(EXTRACT PROVIDED)
Cancel
Advanced Search
KEYWORDS
CATEGORY
AUTHOR
MONTH

Please click here to take a brief survey

The Secret To Preventing Fishery Decline: Stop Fishing So Much

by Tim Varga

We have a range of tools to restore fisheries, but all require good government

The concept of restoring ecosystems damaged by human exploitation has always interested me, so the recent edition of Science featuring Restoration Ecology sent my heart into a pitter-patter. There are a number of good news stories and perspectives in it, but the primary research article on “Rebuilding Global Fisheries” in particular deserves a few words.

(LISTED ENTRIES)
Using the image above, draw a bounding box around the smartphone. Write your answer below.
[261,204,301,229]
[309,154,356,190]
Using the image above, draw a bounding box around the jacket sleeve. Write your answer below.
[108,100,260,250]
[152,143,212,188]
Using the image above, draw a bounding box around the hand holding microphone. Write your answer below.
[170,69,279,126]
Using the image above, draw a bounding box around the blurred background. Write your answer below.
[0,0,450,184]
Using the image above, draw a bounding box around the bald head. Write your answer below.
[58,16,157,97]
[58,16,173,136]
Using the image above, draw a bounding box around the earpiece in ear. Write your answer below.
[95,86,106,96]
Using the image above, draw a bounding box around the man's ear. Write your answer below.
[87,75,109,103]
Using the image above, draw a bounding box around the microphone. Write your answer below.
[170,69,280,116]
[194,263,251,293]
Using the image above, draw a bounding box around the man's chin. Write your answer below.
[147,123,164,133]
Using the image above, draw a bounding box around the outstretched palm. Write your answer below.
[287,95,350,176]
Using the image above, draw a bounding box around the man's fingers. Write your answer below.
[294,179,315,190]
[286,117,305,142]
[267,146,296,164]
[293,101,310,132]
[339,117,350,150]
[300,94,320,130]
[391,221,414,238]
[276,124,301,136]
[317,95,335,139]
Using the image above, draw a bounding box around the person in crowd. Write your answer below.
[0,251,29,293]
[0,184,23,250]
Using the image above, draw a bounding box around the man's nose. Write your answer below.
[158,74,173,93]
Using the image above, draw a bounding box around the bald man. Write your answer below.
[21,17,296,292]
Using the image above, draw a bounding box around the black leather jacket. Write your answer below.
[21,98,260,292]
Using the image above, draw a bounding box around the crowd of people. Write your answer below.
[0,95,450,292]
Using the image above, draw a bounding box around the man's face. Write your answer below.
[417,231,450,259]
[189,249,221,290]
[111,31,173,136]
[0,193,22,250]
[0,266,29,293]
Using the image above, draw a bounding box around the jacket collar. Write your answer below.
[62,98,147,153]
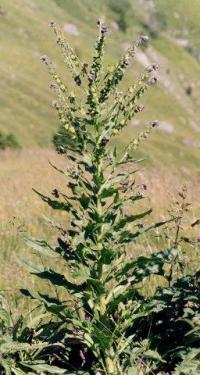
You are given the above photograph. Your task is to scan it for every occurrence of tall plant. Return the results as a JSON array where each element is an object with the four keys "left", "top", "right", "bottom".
[{"left": 21, "top": 21, "right": 182, "bottom": 375}]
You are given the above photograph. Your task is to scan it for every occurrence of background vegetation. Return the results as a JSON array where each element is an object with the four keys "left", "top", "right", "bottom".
[{"left": 0, "top": 0, "right": 200, "bottom": 374}]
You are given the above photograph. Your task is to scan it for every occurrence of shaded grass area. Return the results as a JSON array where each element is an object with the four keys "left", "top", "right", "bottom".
[{"left": 0, "top": 0, "right": 200, "bottom": 171}]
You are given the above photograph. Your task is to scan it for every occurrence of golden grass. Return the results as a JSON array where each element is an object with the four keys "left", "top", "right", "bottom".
[{"left": 0, "top": 148, "right": 200, "bottom": 301}]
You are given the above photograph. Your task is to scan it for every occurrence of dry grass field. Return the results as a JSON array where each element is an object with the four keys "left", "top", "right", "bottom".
[{"left": 0, "top": 148, "right": 200, "bottom": 303}]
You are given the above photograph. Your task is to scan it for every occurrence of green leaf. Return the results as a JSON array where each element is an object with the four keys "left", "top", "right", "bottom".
[
  {"left": 144, "top": 349, "right": 166, "bottom": 363},
  {"left": 0, "top": 309, "right": 12, "bottom": 327},
  {"left": 25, "top": 237, "right": 60, "bottom": 258},
  {"left": 21, "top": 361, "right": 66, "bottom": 374}
]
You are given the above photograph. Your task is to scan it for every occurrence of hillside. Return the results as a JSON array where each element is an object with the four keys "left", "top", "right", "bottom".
[{"left": 0, "top": 0, "right": 200, "bottom": 174}]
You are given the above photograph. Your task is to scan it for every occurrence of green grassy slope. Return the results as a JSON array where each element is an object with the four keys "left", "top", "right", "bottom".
[{"left": 0, "top": 0, "right": 200, "bottom": 173}]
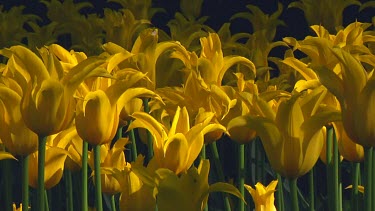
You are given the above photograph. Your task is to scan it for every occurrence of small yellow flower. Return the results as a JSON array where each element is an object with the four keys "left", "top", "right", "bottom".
[{"left": 245, "top": 180, "right": 277, "bottom": 211}]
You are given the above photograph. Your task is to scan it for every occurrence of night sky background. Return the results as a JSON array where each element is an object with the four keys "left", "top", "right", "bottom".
[{"left": 0, "top": 0, "right": 375, "bottom": 40}]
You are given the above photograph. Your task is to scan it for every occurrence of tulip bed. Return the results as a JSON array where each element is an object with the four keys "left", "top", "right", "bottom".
[{"left": 0, "top": 0, "right": 375, "bottom": 211}]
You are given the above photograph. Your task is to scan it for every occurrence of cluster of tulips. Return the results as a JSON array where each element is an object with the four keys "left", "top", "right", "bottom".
[{"left": 0, "top": 0, "right": 375, "bottom": 211}]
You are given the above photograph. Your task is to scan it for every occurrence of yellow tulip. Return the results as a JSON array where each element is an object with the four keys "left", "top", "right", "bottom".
[
  {"left": 128, "top": 107, "right": 225, "bottom": 174},
  {"left": 314, "top": 49, "right": 375, "bottom": 146},
  {"left": 0, "top": 79, "right": 38, "bottom": 156},
  {"left": 245, "top": 180, "right": 278, "bottom": 211},
  {"left": 0, "top": 151, "right": 17, "bottom": 160},
  {"left": 228, "top": 86, "right": 340, "bottom": 179},
  {"left": 47, "top": 125, "right": 83, "bottom": 171},
  {"left": 88, "top": 138, "right": 128, "bottom": 195},
  {"left": 29, "top": 147, "right": 67, "bottom": 189},
  {"left": 2, "top": 46, "right": 108, "bottom": 136},
  {"left": 333, "top": 122, "right": 365, "bottom": 162},
  {"left": 13, "top": 203, "right": 27, "bottom": 211},
  {"left": 76, "top": 76, "right": 161, "bottom": 145},
  {"left": 133, "top": 160, "right": 244, "bottom": 211}
]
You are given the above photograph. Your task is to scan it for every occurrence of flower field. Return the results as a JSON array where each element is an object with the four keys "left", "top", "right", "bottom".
[{"left": 0, "top": 0, "right": 375, "bottom": 211}]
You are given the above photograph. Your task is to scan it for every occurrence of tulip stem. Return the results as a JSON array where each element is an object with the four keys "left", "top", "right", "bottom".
[
  {"left": 21, "top": 155, "right": 29, "bottom": 210},
  {"left": 81, "top": 141, "right": 89, "bottom": 211},
  {"left": 142, "top": 98, "right": 154, "bottom": 163},
  {"left": 326, "top": 127, "right": 336, "bottom": 210},
  {"left": 111, "top": 194, "right": 116, "bottom": 211},
  {"left": 289, "top": 178, "right": 299, "bottom": 211},
  {"left": 238, "top": 144, "right": 245, "bottom": 211},
  {"left": 44, "top": 190, "right": 49, "bottom": 211},
  {"left": 36, "top": 135, "right": 47, "bottom": 211},
  {"left": 309, "top": 167, "right": 315, "bottom": 211},
  {"left": 352, "top": 162, "right": 361, "bottom": 211},
  {"left": 210, "top": 142, "right": 231, "bottom": 211},
  {"left": 276, "top": 174, "right": 284, "bottom": 211},
  {"left": 64, "top": 169, "right": 73, "bottom": 211},
  {"left": 1, "top": 160, "right": 12, "bottom": 211},
  {"left": 94, "top": 145, "right": 103, "bottom": 211},
  {"left": 332, "top": 128, "right": 342, "bottom": 211},
  {"left": 365, "top": 147, "right": 373, "bottom": 211},
  {"left": 129, "top": 120, "right": 138, "bottom": 161}
]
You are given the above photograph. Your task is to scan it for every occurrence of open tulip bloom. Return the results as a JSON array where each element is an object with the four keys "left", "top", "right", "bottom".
[{"left": 0, "top": 0, "right": 375, "bottom": 211}]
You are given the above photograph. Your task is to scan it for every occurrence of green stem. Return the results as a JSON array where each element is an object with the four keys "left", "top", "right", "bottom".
[
  {"left": 129, "top": 120, "right": 138, "bottom": 161},
  {"left": 238, "top": 144, "right": 245, "bottom": 211},
  {"left": 371, "top": 152, "right": 375, "bottom": 209},
  {"left": 210, "top": 142, "right": 231, "bottom": 211},
  {"left": 81, "top": 141, "right": 89, "bottom": 211},
  {"left": 326, "top": 127, "right": 335, "bottom": 211},
  {"left": 332, "top": 129, "right": 342, "bottom": 211},
  {"left": 352, "top": 163, "right": 361, "bottom": 211},
  {"left": 111, "top": 194, "right": 116, "bottom": 211},
  {"left": 36, "top": 136, "right": 47, "bottom": 211},
  {"left": 64, "top": 169, "right": 73, "bottom": 211},
  {"left": 142, "top": 98, "right": 154, "bottom": 163},
  {"left": 289, "top": 178, "right": 299, "bottom": 211},
  {"left": 94, "top": 145, "right": 103, "bottom": 211},
  {"left": 44, "top": 190, "right": 49, "bottom": 211},
  {"left": 365, "top": 147, "right": 373, "bottom": 211},
  {"left": 201, "top": 144, "right": 208, "bottom": 211},
  {"left": 309, "top": 168, "right": 315, "bottom": 211},
  {"left": 276, "top": 174, "right": 284, "bottom": 211},
  {"left": 21, "top": 155, "right": 29, "bottom": 210},
  {"left": 2, "top": 160, "right": 13, "bottom": 211}
]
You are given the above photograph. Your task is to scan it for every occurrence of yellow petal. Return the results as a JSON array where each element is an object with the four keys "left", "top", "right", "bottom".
[
  {"left": 76, "top": 90, "right": 119, "bottom": 145},
  {"left": 0, "top": 151, "right": 17, "bottom": 160},
  {"left": 10, "top": 45, "right": 50, "bottom": 83},
  {"left": 163, "top": 133, "right": 190, "bottom": 175}
]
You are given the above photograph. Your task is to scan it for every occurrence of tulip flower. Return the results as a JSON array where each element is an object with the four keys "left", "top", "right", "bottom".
[
  {"left": 47, "top": 125, "right": 83, "bottom": 171},
  {"left": 313, "top": 49, "right": 375, "bottom": 146},
  {"left": 133, "top": 160, "right": 244, "bottom": 211},
  {"left": 0, "top": 151, "right": 17, "bottom": 160},
  {"left": 228, "top": 87, "right": 340, "bottom": 179},
  {"left": 0, "top": 46, "right": 108, "bottom": 136},
  {"left": 76, "top": 83, "right": 162, "bottom": 145},
  {"left": 128, "top": 107, "right": 225, "bottom": 174},
  {"left": 245, "top": 180, "right": 278, "bottom": 211},
  {"left": 0, "top": 79, "right": 38, "bottom": 156}
]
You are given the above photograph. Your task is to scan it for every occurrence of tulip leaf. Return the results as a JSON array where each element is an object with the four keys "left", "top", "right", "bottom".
[
  {"left": 282, "top": 57, "right": 317, "bottom": 80},
  {"left": 10, "top": 45, "right": 50, "bottom": 83},
  {"left": 62, "top": 57, "right": 112, "bottom": 93},
  {"left": 312, "top": 66, "right": 345, "bottom": 105},
  {"left": 330, "top": 48, "right": 367, "bottom": 101},
  {"left": 0, "top": 151, "right": 17, "bottom": 160},
  {"left": 301, "top": 109, "right": 341, "bottom": 143},
  {"left": 222, "top": 56, "right": 256, "bottom": 85}
]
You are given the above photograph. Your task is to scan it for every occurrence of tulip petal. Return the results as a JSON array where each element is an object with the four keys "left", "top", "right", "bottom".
[
  {"left": 330, "top": 48, "right": 367, "bottom": 102},
  {"left": 61, "top": 57, "right": 112, "bottom": 94},
  {"left": 312, "top": 66, "right": 345, "bottom": 105},
  {"left": 163, "top": 133, "right": 190, "bottom": 175},
  {"left": 107, "top": 50, "right": 134, "bottom": 73},
  {"left": 127, "top": 112, "right": 168, "bottom": 158},
  {"left": 10, "top": 45, "right": 50, "bottom": 83},
  {"left": 222, "top": 56, "right": 256, "bottom": 85},
  {"left": 0, "top": 151, "right": 17, "bottom": 160},
  {"left": 282, "top": 57, "right": 318, "bottom": 81}
]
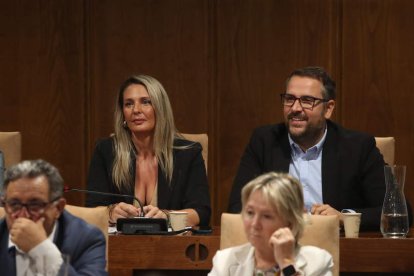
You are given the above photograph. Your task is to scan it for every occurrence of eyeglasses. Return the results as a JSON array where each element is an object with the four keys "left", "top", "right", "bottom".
[
  {"left": 2, "top": 196, "right": 60, "bottom": 216},
  {"left": 280, "top": 93, "right": 329, "bottom": 110}
]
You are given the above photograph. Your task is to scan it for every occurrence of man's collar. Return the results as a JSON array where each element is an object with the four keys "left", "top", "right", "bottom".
[
  {"left": 288, "top": 125, "right": 328, "bottom": 155},
  {"left": 8, "top": 220, "right": 59, "bottom": 253}
]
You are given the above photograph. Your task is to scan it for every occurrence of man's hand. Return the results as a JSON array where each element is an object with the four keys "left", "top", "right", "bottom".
[
  {"left": 311, "top": 204, "right": 343, "bottom": 221},
  {"left": 110, "top": 202, "right": 139, "bottom": 222},
  {"left": 143, "top": 205, "right": 167, "bottom": 219},
  {"left": 10, "top": 217, "right": 47, "bottom": 253}
]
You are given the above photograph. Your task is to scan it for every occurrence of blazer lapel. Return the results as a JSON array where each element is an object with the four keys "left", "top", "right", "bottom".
[
  {"left": 157, "top": 166, "right": 175, "bottom": 209},
  {"left": 0, "top": 219, "right": 16, "bottom": 275},
  {"left": 322, "top": 123, "right": 341, "bottom": 206},
  {"left": 271, "top": 125, "right": 292, "bottom": 172}
]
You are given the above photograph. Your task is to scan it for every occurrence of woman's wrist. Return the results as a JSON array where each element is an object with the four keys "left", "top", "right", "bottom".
[
  {"left": 108, "top": 203, "right": 118, "bottom": 223},
  {"left": 160, "top": 209, "right": 171, "bottom": 227}
]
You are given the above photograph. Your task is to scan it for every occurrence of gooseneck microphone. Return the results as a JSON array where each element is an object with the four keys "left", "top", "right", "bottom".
[
  {"left": 0, "top": 150, "right": 6, "bottom": 193},
  {"left": 64, "top": 187, "right": 168, "bottom": 235},
  {"left": 64, "top": 187, "right": 145, "bottom": 217}
]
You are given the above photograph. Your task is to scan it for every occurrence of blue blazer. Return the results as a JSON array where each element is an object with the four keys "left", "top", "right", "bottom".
[{"left": 0, "top": 211, "right": 108, "bottom": 276}]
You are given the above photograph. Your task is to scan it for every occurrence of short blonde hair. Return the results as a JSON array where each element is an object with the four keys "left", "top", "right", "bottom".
[{"left": 242, "top": 172, "right": 305, "bottom": 242}]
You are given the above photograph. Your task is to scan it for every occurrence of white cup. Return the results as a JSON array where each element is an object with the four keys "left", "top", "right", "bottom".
[
  {"left": 169, "top": 211, "right": 188, "bottom": 231},
  {"left": 342, "top": 213, "right": 361, "bottom": 238}
]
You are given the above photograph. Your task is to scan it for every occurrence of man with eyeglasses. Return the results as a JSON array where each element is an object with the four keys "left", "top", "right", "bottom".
[
  {"left": 0, "top": 160, "right": 107, "bottom": 276},
  {"left": 229, "top": 67, "right": 411, "bottom": 230}
]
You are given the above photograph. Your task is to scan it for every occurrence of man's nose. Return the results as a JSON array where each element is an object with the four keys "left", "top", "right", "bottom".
[
  {"left": 291, "top": 99, "right": 303, "bottom": 111},
  {"left": 15, "top": 206, "right": 31, "bottom": 218}
]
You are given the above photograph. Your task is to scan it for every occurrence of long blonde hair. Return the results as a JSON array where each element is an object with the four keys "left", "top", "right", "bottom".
[
  {"left": 112, "top": 75, "right": 177, "bottom": 190},
  {"left": 242, "top": 172, "right": 305, "bottom": 242}
]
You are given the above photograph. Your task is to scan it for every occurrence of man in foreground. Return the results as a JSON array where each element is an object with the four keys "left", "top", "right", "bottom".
[{"left": 0, "top": 160, "right": 107, "bottom": 275}]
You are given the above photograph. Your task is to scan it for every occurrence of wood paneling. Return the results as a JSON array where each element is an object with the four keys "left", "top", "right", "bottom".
[
  {"left": 0, "top": 0, "right": 414, "bottom": 224},
  {"left": 0, "top": 0, "right": 86, "bottom": 203},
  {"left": 89, "top": 0, "right": 211, "bottom": 142},
  {"left": 340, "top": 0, "right": 414, "bottom": 207}
]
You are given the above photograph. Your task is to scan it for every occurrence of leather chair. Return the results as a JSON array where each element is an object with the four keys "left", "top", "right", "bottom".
[
  {"left": 375, "top": 137, "right": 395, "bottom": 166},
  {"left": 181, "top": 133, "right": 208, "bottom": 170},
  {"left": 220, "top": 213, "right": 339, "bottom": 276},
  {"left": 0, "top": 132, "right": 22, "bottom": 168}
]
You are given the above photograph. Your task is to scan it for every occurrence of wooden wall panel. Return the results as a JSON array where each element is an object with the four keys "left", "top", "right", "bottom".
[
  {"left": 341, "top": 0, "right": 414, "bottom": 209},
  {"left": 214, "top": 0, "right": 338, "bottom": 222},
  {"left": 0, "top": 0, "right": 85, "bottom": 203},
  {"left": 0, "top": 0, "right": 414, "bottom": 224},
  {"left": 89, "top": 0, "right": 211, "bottom": 140}
]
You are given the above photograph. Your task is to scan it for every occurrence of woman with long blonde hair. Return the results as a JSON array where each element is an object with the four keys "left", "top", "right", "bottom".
[{"left": 86, "top": 75, "right": 211, "bottom": 226}]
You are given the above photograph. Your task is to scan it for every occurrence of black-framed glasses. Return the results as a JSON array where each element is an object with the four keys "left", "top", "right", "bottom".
[
  {"left": 280, "top": 93, "right": 329, "bottom": 110},
  {"left": 1, "top": 196, "right": 61, "bottom": 216}
]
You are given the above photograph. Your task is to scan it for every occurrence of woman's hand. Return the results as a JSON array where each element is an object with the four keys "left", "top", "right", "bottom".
[
  {"left": 109, "top": 202, "right": 140, "bottom": 223},
  {"left": 269, "top": 227, "right": 296, "bottom": 269},
  {"left": 143, "top": 205, "right": 167, "bottom": 219}
]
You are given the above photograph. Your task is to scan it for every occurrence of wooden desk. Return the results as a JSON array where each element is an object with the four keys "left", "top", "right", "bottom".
[
  {"left": 339, "top": 232, "right": 414, "bottom": 272},
  {"left": 108, "top": 228, "right": 220, "bottom": 276},
  {"left": 108, "top": 227, "right": 414, "bottom": 276}
]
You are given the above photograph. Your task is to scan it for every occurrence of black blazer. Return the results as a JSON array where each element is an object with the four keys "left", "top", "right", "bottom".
[
  {"left": 229, "top": 121, "right": 408, "bottom": 230},
  {"left": 86, "top": 138, "right": 211, "bottom": 225},
  {"left": 0, "top": 211, "right": 108, "bottom": 276}
]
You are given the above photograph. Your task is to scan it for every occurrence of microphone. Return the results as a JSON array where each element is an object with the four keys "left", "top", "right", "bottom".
[
  {"left": 0, "top": 150, "right": 6, "bottom": 192},
  {"left": 64, "top": 186, "right": 168, "bottom": 235},
  {"left": 64, "top": 186, "right": 145, "bottom": 217}
]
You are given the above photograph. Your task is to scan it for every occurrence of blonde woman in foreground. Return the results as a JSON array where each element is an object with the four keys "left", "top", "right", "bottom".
[{"left": 209, "top": 172, "right": 333, "bottom": 276}]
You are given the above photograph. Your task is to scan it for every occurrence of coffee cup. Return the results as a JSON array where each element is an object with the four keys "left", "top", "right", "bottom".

(WORK TO BE COMPLETED)
Continue the fishery decline article above from where it stops.

(RESPONSE TO THE TASK)
Global fish stocks have been declining precipitously since the industrialization of the fishing fleet, especially since the 1950s when technology, globalization, and improved shipbuilding proved too much for many popular (and some previously unpopular) fish stocks. Overfishing has resulted in a sharp decline in overall fish biomass, but has been especially hard on larger, longer-lived fish. Not only are there fewer fish in the seas, the ones that remain are on average 22% smaller today than 50 years ago. We are basically eating our way down the food chain, destroying the largest species and then moving on to smaller ones that the larger ones originally ate. Where we once caught large schools of giant fish on the open ocean (tuna), many people now munch on shockingly unattractive, bottom-feeding fish that have been given pretty but inaccurate names (Chilean sea bass). A sordid affair.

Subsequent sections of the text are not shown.